## [Your task]
Reproduce every entry below precisely; do not include the pictures.

## [Image-grounded pointing data]

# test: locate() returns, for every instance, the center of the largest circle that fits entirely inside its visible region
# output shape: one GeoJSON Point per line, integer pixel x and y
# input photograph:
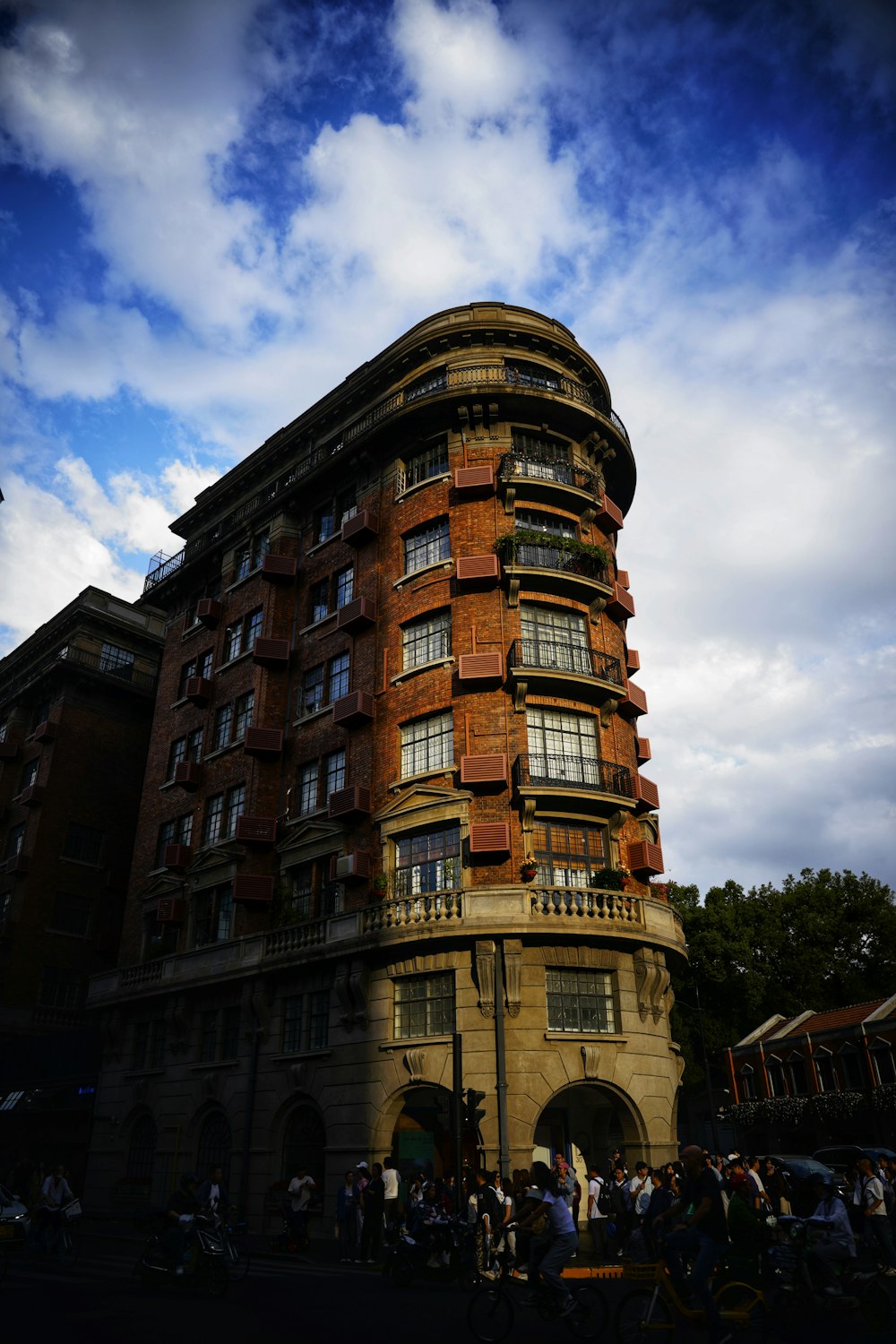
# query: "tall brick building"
{"type": "Point", "coordinates": [398, 671]}
{"type": "Point", "coordinates": [75, 710]}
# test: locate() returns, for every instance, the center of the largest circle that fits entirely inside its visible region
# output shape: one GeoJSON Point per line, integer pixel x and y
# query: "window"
{"type": "Point", "coordinates": [552, 524]}
{"type": "Point", "coordinates": [306, 1021]}
{"type": "Point", "coordinates": [15, 840]}
{"type": "Point", "coordinates": [427, 860]}
{"type": "Point", "coordinates": [852, 1072]}
{"type": "Point", "coordinates": [424, 467]}
{"type": "Point", "coordinates": [212, 916]}
{"type": "Point", "coordinates": [427, 745]}
{"type": "Point", "coordinates": [250, 556]}
{"type": "Point", "coordinates": [320, 601]}
{"type": "Point", "coordinates": [117, 661]}
{"type": "Point", "coordinates": [83, 844]}
{"type": "Point", "coordinates": [201, 666]}
{"type": "Point", "coordinates": [425, 1005]}
{"type": "Point", "coordinates": [177, 831]}
{"type": "Point", "coordinates": [190, 747]}
{"type": "Point", "coordinates": [61, 988]}
{"type": "Point", "coordinates": [563, 746]}
{"type": "Point", "coordinates": [70, 914]}
{"type": "Point", "coordinates": [239, 637]}
{"type": "Point", "coordinates": [426, 640]}
{"type": "Point", "coordinates": [825, 1070]}
{"type": "Point", "coordinates": [567, 855]}
{"type": "Point", "coordinates": [426, 545]}
{"type": "Point", "coordinates": [222, 811]}
{"type": "Point", "coordinates": [150, 1043]}
{"type": "Point", "coordinates": [775, 1075]}
{"type": "Point", "coordinates": [554, 639]}
{"type": "Point", "coordinates": [579, 999]}
{"type": "Point", "coordinates": [344, 586]}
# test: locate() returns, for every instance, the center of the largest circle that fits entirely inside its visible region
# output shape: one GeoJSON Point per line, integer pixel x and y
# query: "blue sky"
{"type": "Point", "coordinates": [212, 210]}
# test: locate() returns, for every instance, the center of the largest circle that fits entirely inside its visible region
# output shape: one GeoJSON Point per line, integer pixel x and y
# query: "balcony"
{"type": "Point", "coordinates": [621, 605]}
{"type": "Point", "coordinates": [263, 742]}
{"type": "Point", "coordinates": [555, 779]}
{"type": "Point", "coordinates": [198, 688]}
{"type": "Point", "coordinates": [362, 527]}
{"type": "Point", "coordinates": [477, 570]}
{"type": "Point", "coordinates": [548, 566]}
{"type": "Point", "coordinates": [261, 831]}
{"type": "Point", "coordinates": [271, 653]}
{"type": "Point", "coordinates": [645, 859]}
{"type": "Point", "coordinates": [474, 480]}
{"type": "Point", "coordinates": [548, 480]}
{"type": "Point", "coordinates": [633, 703]}
{"type": "Point", "coordinates": [351, 867]}
{"type": "Point", "coordinates": [252, 890]}
{"type": "Point", "coordinates": [346, 804]}
{"type": "Point", "coordinates": [484, 771]}
{"type": "Point", "coordinates": [354, 709]}
{"type": "Point", "coordinates": [564, 669]}
{"type": "Point", "coordinates": [490, 838]}
{"type": "Point", "coordinates": [209, 610]}
{"type": "Point", "coordinates": [188, 774]}
{"type": "Point", "coordinates": [357, 616]}
{"type": "Point", "coordinates": [280, 569]}
{"type": "Point", "coordinates": [479, 667]}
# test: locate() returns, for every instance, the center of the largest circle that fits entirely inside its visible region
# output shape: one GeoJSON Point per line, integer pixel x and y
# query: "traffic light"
{"type": "Point", "coordinates": [471, 1113]}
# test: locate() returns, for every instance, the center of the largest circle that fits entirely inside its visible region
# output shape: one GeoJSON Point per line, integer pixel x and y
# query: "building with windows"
{"type": "Point", "coordinates": [815, 1078]}
{"type": "Point", "coordinates": [75, 710]}
{"type": "Point", "coordinates": [394, 790]}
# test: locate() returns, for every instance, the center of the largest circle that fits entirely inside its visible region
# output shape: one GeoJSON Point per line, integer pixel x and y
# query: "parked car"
{"type": "Point", "coordinates": [799, 1176]}
{"type": "Point", "coordinates": [13, 1219]}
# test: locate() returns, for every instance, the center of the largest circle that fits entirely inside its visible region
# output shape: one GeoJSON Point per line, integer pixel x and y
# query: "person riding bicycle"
{"type": "Point", "coordinates": [699, 1233]}
{"type": "Point", "coordinates": [548, 1255]}
{"type": "Point", "coordinates": [56, 1193]}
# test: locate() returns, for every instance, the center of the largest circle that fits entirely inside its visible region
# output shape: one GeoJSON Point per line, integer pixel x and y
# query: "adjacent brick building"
{"type": "Point", "coordinates": [398, 671]}
{"type": "Point", "coordinates": [75, 710]}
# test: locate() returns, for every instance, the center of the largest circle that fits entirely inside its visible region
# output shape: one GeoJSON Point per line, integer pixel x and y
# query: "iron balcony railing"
{"type": "Point", "coordinates": [565, 658]}
{"type": "Point", "coordinates": [468, 376]}
{"type": "Point", "coordinates": [544, 556]}
{"type": "Point", "coordinates": [556, 470]}
{"type": "Point", "coordinates": [538, 771]}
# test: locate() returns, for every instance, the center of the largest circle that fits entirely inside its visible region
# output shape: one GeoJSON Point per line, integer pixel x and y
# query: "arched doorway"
{"type": "Point", "coordinates": [422, 1139]}
{"type": "Point", "coordinates": [586, 1123]}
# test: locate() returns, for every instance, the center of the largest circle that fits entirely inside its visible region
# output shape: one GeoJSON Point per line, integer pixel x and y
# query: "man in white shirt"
{"type": "Point", "coordinates": [597, 1220]}
{"type": "Point", "coordinates": [392, 1180]}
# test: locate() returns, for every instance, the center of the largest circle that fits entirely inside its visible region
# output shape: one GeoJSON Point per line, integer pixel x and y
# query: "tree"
{"type": "Point", "coordinates": [820, 941]}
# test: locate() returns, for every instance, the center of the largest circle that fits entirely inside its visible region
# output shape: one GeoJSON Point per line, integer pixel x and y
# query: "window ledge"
{"type": "Point", "coordinates": [285, 1055]}
{"type": "Point", "coordinates": [316, 625]}
{"type": "Point", "coordinates": [425, 774]}
{"type": "Point", "coordinates": [422, 667]}
{"type": "Point", "coordinates": [587, 1035]}
{"type": "Point", "coordinates": [409, 1042]}
{"type": "Point", "coordinates": [421, 486]}
{"type": "Point", "coordinates": [425, 569]}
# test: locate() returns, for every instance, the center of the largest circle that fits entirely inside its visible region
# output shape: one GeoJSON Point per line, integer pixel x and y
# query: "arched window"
{"type": "Point", "coordinates": [214, 1145]}
{"type": "Point", "coordinates": [304, 1144]}
{"type": "Point", "coordinates": [142, 1150]}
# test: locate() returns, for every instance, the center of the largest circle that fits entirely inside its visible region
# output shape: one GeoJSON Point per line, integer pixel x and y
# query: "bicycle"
{"type": "Point", "coordinates": [651, 1311]}
{"type": "Point", "coordinates": [492, 1311]}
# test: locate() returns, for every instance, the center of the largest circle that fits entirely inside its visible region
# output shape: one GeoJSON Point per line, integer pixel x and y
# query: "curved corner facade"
{"type": "Point", "coordinates": [394, 792]}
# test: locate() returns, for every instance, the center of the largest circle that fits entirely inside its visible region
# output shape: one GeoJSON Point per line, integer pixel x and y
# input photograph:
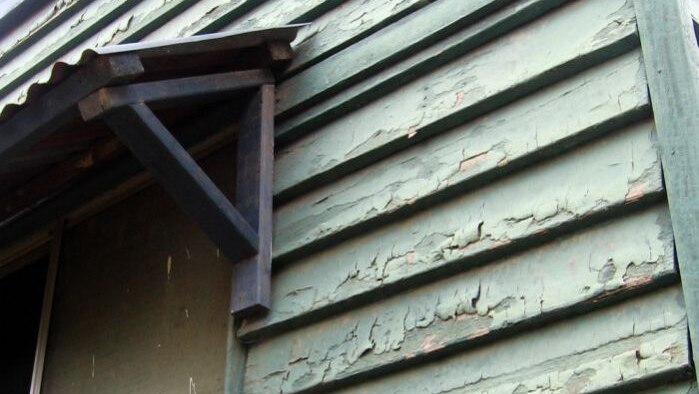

## [Answer space]
# test: locate() returns, for every instance, the center of the largest circle that fits entirely inside its visible region
# output shape: one GeoJSON Point per line, integer pixel x and y
# input photograph:
# query: "tall brick building"
{"type": "Point", "coordinates": [398, 671]}
{"type": "Point", "coordinates": [75, 710]}
# test: locate() returns, for every instance, the center of the largest circle that fits entirely inside its visible region
# output shape: one GeoJSON Point per line, integer pixel x and y
# query: "window"
{"type": "Point", "coordinates": [552, 524]}
{"type": "Point", "coordinates": [306, 1021]}
{"type": "Point", "coordinates": [15, 840]}
{"type": "Point", "coordinates": [427, 860]}
{"type": "Point", "coordinates": [852, 1072]}
{"type": "Point", "coordinates": [424, 467]}
{"type": "Point", "coordinates": [212, 916]}
{"type": "Point", "coordinates": [427, 745]}
{"type": "Point", "coordinates": [250, 556]}
{"type": "Point", "coordinates": [320, 601]}
{"type": "Point", "coordinates": [117, 661]}
{"type": "Point", "coordinates": [83, 844]}
{"type": "Point", "coordinates": [201, 666]}
{"type": "Point", "coordinates": [425, 1005]}
{"type": "Point", "coordinates": [177, 831]}
{"type": "Point", "coordinates": [190, 747]}
{"type": "Point", "coordinates": [61, 988]}
{"type": "Point", "coordinates": [563, 746]}
{"type": "Point", "coordinates": [70, 914]}
{"type": "Point", "coordinates": [239, 637]}
{"type": "Point", "coordinates": [426, 640]}
{"type": "Point", "coordinates": [825, 1070]}
{"type": "Point", "coordinates": [567, 855]}
{"type": "Point", "coordinates": [426, 545]}
{"type": "Point", "coordinates": [222, 811]}
{"type": "Point", "coordinates": [150, 1043]}
{"type": "Point", "coordinates": [775, 1075]}
{"type": "Point", "coordinates": [554, 639]}
{"type": "Point", "coordinates": [579, 999]}
{"type": "Point", "coordinates": [344, 586]}
# test: locate() returns, for every instance, the center of the largest circle that fits entirely inside its visible region
# output shape: one GeoJSON Point per line, integer pixel x and y
# query: "blue sky"
{"type": "Point", "coordinates": [212, 210]}
# test: locate() returns, for every instance, the center of the largest circle that fits entirely inside its visible region
# output shape: one GeoJSON Point per line, integer pixel x and y
# query: "balcony"
{"type": "Point", "coordinates": [621, 605]}
{"type": "Point", "coordinates": [263, 742]}
{"type": "Point", "coordinates": [555, 779]}
{"type": "Point", "coordinates": [198, 688]}
{"type": "Point", "coordinates": [362, 527]}
{"type": "Point", "coordinates": [477, 570]}
{"type": "Point", "coordinates": [548, 566]}
{"type": "Point", "coordinates": [261, 831]}
{"type": "Point", "coordinates": [271, 653]}
{"type": "Point", "coordinates": [645, 859]}
{"type": "Point", "coordinates": [474, 480]}
{"type": "Point", "coordinates": [548, 480]}
{"type": "Point", "coordinates": [633, 703]}
{"type": "Point", "coordinates": [351, 867]}
{"type": "Point", "coordinates": [252, 890]}
{"type": "Point", "coordinates": [346, 804]}
{"type": "Point", "coordinates": [484, 771]}
{"type": "Point", "coordinates": [354, 709]}
{"type": "Point", "coordinates": [564, 669]}
{"type": "Point", "coordinates": [490, 838]}
{"type": "Point", "coordinates": [209, 610]}
{"type": "Point", "coordinates": [188, 774]}
{"type": "Point", "coordinates": [357, 616]}
{"type": "Point", "coordinates": [280, 569]}
{"type": "Point", "coordinates": [479, 667]}
# test: locate() returns, for every instance, the center of the largest circle that fits entirely inside its visible region
# output shape: one GeoJSON Point per line, integer pixel x and y
# query: "traffic light"
{"type": "Point", "coordinates": [471, 1113]}
# test: locate() returns, for every instance, the center of the largest circle that fits entirely inside its visible region
# output shape: one GeoJSON Point per line, integer pixel x and y
# query: "building with windows"
{"type": "Point", "coordinates": [815, 1078]}
{"type": "Point", "coordinates": [75, 710]}
{"type": "Point", "coordinates": [394, 790]}
# test: locate() returns, for every instance, the center of the largest circle that fits entirely inside its visible region
# output shape: one GeoJSON Point per line, integer pixel x and y
# query: "parked car"
{"type": "Point", "coordinates": [799, 1176]}
{"type": "Point", "coordinates": [13, 1219]}
# test: locate() returns, for every instance, the center of the largest circle that fits entirely inside its visible region
# output shape: one GeoJSON Point per line, integer pixel x and y
# query: "person riding bicycle"
{"type": "Point", "coordinates": [699, 1233]}
{"type": "Point", "coordinates": [548, 1255]}
{"type": "Point", "coordinates": [56, 1193]}
# test: locate() returns, for every instance, the center of the largest circle that fits entirely inside its visible region
# output shape: one GeoJSON Point per line, integer pixel x and y
# query: "adjacent brick building"
{"type": "Point", "coordinates": [398, 671]}
{"type": "Point", "coordinates": [75, 710]}
# test: locate() returns, for every instance, the center of the largest circle that fits entirely inside its visible region
# output shape: one GeoJSON Point per line, integer pixel x and y
# query: "iron balcony railing"
{"type": "Point", "coordinates": [565, 658]}
{"type": "Point", "coordinates": [468, 376]}
{"type": "Point", "coordinates": [544, 556]}
{"type": "Point", "coordinates": [556, 470]}
{"type": "Point", "coordinates": [538, 771]}
# test: locate() returns, for every instance, the center of the largest circle that fits entirely inside its visible region
# output shape: one GeoJSON Point per line, integer pixel x and y
# query: "arched doorway"
{"type": "Point", "coordinates": [422, 1139]}
{"type": "Point", "coordinates": [586, 1123]}
# test: locate() returns, for every instance, the center of the largest circle that fits entirely inside its visible region
# output shape: one GeoJSON Point per line, integer pixel x and y
# query: "man in white shirt"
{"type": "Point", "coordinates": [597, 1220]}
{"type": "Point", "coordinates": [392, 1180]}
# test: locate() returns, for every instance, the center of the largest circle that fits entirely inside its visible region
# output shape: one GeoJSON Point per line, integer pixel x and y
# query: "tree"
{"type": "Point", "coordinates": [820, 941]}
# test: locate() returns, for every instance, the center of the largest circle that fits entirely inside its visible region
# output shape: one GeoJSON Point per line, integer pixel x and y
# query: "window ledge"
{"type": "Point", "coordinates": [285, 1055]}
{"type": "Point", "coordinates": [316, 625]}
{"type": "Point", "coordinates": [425, 774]}
{"type": "Point", "coordinates": [422, 667]}
{"type": "Point", "coordinates": [587, 1035]}
{"type": "Point", "coordinates": [409, 1042]}
{"type": "Point", "coordinates": [421, 486]}
{"type": "Point", "coordinates": [425, 569]}
# test: locate() returns, for every instance, the center of the largest circle that fits entirely inside its visible region
# output shape: one GeoJSON Point per line, integer pixel x and y
# query: "arched window"
{"type": "Point", "coordinates": [214, 1145]}
{"type": "Point", "coordinates": [304, 1144]}
{"type": "Point", "coordinates": [142, 1150]}
# test: locate() returns, for every instance, the center of the largest circle that fits entirely inside its visible region
# output shape: one GeoJSON Point per line, integer pixel x and y
# query: "bicycle"
{"type": "Point", "coordinates": [651, 1311]}
{"type": "Point", "coordinates": [492, 1311]}
# test: locate() returns, for every instance, the center of the largest circle that fits entirely inside its visible region
# output shape: one GeoJSON Point per line, integer pixel x and y
# query: "curved corner facade"
{"type": "Point", "coordinates": [394, 792]}
# test: locate() returns, for every instance, the center of the largest circle that fits entirely inside its visible region
# output shape: one GeoJSON Point per line, integer pixel x and y
# input photograph:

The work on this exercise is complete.